▶ _GOAL OF THE EXERCISE_: All lines of the listing that contain "below" should be shown in full.

▶ _TASK MATERIAL_:
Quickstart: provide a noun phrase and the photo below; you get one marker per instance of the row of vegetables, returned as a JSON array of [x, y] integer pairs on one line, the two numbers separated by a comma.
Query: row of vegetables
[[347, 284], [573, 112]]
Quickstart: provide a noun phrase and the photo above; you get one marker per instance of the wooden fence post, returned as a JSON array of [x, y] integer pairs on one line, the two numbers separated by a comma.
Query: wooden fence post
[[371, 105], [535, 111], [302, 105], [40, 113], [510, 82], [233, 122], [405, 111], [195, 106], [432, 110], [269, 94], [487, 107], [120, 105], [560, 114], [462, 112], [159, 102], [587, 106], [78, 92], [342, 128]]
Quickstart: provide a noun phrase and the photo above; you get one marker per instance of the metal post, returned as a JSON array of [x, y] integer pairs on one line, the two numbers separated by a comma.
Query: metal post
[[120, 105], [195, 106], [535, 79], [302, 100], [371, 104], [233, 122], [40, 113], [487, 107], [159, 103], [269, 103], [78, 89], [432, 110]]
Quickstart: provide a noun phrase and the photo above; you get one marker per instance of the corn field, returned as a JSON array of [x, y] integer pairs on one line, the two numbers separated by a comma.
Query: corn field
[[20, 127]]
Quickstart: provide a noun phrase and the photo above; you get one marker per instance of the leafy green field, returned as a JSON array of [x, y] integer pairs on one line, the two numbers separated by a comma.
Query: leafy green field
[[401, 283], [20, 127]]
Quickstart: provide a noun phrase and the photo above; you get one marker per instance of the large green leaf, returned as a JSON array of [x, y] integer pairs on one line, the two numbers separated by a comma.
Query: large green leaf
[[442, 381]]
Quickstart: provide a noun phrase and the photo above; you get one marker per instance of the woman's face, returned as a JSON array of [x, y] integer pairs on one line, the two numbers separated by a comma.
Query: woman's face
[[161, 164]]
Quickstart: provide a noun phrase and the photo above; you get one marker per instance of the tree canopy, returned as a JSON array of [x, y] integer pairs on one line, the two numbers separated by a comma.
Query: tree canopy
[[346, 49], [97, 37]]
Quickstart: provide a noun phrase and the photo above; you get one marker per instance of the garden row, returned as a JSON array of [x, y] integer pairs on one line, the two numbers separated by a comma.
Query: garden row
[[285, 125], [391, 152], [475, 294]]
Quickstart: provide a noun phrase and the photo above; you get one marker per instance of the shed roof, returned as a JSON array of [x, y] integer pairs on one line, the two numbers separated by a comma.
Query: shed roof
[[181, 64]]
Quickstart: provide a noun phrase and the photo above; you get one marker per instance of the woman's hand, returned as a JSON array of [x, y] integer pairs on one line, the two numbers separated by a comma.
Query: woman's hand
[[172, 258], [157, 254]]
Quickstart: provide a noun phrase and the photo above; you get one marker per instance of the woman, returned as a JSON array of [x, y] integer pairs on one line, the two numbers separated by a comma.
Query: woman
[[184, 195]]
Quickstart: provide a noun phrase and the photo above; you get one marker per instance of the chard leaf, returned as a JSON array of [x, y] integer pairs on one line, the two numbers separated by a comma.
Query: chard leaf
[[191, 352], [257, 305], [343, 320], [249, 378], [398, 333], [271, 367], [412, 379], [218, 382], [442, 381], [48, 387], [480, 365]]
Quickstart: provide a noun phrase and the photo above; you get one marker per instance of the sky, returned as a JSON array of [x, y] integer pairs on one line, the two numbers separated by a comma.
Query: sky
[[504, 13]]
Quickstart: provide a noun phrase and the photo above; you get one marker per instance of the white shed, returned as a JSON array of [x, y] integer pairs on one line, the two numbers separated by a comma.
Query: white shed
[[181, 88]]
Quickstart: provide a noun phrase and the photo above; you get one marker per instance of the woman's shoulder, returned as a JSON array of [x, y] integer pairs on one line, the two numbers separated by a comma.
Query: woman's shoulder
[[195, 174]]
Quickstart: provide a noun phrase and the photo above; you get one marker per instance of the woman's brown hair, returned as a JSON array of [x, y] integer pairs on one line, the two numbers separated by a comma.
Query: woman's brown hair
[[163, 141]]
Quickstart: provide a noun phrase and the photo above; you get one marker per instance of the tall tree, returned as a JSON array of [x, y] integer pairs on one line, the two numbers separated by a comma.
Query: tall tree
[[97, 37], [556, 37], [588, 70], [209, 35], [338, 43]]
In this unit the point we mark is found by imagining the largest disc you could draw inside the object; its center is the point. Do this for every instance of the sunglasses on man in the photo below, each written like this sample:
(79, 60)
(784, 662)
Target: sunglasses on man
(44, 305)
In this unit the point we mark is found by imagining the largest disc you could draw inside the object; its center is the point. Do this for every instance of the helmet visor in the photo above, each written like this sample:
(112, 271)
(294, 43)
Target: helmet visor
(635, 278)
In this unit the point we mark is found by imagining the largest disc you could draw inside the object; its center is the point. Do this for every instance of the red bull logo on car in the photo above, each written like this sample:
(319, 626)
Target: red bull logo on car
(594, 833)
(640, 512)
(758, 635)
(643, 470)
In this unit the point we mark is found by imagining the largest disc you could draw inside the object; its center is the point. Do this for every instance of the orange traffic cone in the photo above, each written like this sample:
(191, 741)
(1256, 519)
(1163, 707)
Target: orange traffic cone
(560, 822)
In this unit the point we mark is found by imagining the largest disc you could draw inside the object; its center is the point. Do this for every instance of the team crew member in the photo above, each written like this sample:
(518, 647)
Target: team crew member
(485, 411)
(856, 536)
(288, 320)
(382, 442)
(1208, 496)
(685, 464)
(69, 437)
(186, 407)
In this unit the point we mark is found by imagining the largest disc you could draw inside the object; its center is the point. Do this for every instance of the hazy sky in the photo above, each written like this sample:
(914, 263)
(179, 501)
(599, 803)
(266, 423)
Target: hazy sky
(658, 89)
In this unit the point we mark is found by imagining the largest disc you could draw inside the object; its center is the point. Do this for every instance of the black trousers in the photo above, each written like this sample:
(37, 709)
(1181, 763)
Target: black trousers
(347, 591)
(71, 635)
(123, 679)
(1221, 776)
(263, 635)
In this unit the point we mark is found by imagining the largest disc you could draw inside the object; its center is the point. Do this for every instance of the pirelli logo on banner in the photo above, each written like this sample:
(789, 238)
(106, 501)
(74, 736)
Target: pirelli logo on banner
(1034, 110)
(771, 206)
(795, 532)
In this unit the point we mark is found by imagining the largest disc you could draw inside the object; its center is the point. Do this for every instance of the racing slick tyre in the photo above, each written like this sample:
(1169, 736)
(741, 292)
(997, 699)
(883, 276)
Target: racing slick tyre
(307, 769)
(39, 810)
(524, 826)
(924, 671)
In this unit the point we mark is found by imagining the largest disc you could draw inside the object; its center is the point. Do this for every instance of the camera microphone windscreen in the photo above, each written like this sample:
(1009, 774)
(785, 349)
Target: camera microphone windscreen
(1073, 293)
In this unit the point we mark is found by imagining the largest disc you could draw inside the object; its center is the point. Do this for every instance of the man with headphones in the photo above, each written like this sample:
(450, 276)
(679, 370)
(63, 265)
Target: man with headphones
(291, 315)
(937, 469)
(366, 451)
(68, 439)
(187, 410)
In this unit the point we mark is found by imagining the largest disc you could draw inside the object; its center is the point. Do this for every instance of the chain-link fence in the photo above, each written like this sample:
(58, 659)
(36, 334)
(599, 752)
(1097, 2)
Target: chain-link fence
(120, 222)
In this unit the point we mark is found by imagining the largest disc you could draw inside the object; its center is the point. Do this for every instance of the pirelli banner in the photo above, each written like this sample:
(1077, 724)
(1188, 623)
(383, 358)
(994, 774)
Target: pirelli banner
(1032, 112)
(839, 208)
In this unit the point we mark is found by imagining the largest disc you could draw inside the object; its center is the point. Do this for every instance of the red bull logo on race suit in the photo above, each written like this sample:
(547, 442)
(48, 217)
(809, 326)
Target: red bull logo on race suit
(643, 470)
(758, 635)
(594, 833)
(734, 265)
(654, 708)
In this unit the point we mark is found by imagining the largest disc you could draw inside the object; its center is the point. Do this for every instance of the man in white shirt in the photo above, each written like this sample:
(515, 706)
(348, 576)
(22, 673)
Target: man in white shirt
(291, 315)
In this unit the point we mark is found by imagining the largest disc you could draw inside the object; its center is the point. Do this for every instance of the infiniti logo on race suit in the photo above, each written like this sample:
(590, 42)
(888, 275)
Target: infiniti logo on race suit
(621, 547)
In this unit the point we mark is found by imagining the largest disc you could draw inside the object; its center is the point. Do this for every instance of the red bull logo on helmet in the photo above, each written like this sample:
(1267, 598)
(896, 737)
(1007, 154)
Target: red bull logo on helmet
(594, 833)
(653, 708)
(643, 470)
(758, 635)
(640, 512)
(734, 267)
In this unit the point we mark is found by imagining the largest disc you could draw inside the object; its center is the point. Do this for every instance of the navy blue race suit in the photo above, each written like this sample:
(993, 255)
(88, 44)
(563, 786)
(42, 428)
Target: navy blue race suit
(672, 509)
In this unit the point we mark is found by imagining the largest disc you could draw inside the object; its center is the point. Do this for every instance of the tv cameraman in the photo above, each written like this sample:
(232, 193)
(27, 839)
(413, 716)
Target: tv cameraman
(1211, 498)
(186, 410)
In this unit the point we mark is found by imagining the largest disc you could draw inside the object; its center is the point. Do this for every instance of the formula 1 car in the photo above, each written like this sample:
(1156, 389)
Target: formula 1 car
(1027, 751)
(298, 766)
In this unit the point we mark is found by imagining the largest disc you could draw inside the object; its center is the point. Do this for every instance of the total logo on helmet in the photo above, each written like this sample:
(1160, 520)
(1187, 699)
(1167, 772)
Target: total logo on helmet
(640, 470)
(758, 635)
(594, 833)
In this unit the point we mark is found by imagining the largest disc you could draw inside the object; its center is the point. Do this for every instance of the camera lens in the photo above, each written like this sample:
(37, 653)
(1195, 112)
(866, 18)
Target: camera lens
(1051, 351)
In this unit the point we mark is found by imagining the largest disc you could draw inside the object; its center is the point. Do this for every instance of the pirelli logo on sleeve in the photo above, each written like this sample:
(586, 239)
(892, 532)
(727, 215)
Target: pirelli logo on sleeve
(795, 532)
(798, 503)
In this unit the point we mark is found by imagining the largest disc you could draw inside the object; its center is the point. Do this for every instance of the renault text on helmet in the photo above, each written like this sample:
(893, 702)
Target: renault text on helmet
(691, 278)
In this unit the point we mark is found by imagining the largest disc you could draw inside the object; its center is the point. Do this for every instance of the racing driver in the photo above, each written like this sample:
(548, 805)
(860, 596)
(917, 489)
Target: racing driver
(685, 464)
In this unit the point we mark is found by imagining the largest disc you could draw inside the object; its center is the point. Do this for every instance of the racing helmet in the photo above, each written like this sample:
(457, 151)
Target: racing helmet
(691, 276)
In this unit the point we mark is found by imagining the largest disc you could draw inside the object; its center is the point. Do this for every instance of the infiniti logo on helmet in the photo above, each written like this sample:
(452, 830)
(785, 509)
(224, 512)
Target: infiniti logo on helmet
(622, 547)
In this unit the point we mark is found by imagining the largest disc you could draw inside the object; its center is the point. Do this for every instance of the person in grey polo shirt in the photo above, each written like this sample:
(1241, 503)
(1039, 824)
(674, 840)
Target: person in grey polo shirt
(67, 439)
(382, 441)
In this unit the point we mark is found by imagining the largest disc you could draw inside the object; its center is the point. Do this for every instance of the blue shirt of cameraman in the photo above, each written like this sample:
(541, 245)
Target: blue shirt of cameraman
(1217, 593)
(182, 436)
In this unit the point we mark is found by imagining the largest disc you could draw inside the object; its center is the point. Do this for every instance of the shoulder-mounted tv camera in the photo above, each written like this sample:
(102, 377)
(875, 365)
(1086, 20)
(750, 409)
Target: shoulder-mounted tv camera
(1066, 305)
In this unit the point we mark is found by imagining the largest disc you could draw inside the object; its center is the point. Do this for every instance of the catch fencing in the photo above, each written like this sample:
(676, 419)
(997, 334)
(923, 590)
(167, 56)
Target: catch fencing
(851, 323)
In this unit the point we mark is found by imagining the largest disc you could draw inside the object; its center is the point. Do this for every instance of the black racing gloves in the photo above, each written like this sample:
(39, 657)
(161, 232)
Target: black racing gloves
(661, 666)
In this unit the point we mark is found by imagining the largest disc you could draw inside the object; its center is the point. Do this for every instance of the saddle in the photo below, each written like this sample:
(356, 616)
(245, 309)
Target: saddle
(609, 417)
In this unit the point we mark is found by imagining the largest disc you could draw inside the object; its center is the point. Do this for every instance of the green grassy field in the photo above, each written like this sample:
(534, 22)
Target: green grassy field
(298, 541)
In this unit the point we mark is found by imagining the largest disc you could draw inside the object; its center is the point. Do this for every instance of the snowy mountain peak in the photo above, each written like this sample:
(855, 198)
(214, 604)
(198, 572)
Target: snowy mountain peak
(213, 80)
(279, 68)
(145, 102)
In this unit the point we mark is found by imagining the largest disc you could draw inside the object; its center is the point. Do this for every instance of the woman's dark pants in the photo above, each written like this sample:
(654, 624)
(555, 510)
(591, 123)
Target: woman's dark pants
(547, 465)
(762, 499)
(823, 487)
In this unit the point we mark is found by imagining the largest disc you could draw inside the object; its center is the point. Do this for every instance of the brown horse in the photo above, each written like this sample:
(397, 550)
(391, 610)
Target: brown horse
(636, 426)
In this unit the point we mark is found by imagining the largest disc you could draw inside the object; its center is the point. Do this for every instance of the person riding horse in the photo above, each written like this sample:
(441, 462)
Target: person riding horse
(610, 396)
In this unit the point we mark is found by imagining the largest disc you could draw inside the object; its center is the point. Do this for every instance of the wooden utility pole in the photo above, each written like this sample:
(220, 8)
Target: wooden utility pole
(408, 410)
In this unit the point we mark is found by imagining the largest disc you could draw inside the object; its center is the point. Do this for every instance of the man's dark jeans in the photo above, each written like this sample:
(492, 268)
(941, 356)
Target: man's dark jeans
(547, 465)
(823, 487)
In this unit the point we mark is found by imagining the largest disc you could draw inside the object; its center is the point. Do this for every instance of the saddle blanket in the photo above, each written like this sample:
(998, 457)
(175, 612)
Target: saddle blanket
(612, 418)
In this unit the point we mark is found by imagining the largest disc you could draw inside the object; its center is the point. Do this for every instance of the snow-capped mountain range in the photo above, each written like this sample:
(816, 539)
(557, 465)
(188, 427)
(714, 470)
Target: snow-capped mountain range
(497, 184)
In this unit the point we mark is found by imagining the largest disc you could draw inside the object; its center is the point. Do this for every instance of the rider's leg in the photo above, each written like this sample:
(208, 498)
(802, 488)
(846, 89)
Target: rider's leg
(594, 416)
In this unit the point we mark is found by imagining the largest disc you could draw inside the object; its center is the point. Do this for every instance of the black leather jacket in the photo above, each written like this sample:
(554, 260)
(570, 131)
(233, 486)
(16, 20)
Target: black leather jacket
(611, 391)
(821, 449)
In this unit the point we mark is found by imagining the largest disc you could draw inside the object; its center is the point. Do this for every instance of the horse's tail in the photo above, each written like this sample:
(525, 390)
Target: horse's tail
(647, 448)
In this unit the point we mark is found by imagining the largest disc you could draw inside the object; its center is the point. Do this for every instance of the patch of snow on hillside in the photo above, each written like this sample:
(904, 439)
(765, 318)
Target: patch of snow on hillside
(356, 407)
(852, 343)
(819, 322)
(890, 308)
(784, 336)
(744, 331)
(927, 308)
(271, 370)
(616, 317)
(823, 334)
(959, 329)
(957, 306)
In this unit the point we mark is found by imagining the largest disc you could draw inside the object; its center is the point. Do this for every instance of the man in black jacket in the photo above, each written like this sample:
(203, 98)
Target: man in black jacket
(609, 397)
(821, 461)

▶ _YOUR SOLUTION_:
Quickstart: provide a noun phrase and the photo below; you get one marker per instance of the row of vegetables, returned as a JSON array of [x, y] integer pairs on one line, the two numbers separated by a comma.
In this unit the point we mark is found by imagining the largest disc you could draw inside the object; its center is the point. Do this for every instance of the sunglasses on man in the photo below, each written like this sample:
In this unit the point we mark is found by imagining the largest disc you could draw inside the object; its center is the point. Do this for every instance of the saddle in the photo below, each written like this sample:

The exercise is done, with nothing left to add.